> _Given data_
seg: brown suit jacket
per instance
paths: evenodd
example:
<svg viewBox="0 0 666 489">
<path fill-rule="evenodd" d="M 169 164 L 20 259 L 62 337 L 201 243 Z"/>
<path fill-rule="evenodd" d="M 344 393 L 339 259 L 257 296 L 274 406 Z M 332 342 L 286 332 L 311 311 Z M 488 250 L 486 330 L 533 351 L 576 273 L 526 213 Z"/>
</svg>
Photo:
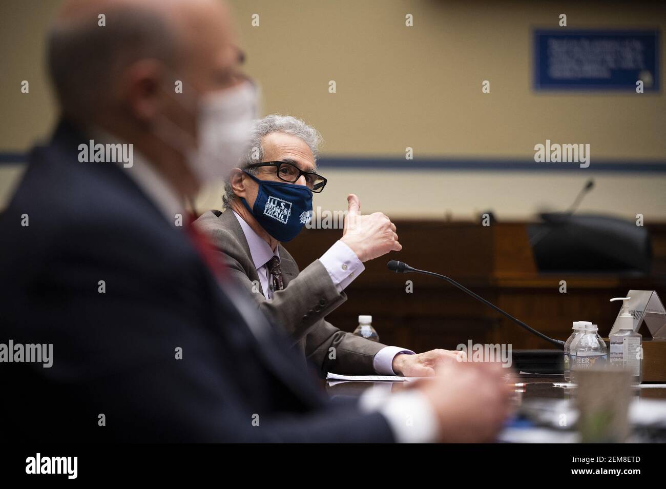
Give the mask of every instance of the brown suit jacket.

> _Task details_
Rewrite the listing above as a numbered list with one entry per line, skipping blank lines and leaving out the pictures.

> _Full output_
1. seg: brown suit jacket
2. per instance
3. paths: evenodd
4. example:
5. <svg viewBox="0 0 666 489">
6. <path fill-rule="evenodd" d="M 169 164 L 20 259 L 62 337 L 201 243 Z"/>
7. <path fill-rule="evenodd" d="M 344 393 L 339 259 L 257 296 L 274 406 Z M 332 342 L 286 332 L 311 311 Z M 488 250 L 486 330 L 533 351 L 576 273 L 526 213 Z"/>
8. </svg>
9. Photo:
10. Give the mask of every instance of the brown suit jacket.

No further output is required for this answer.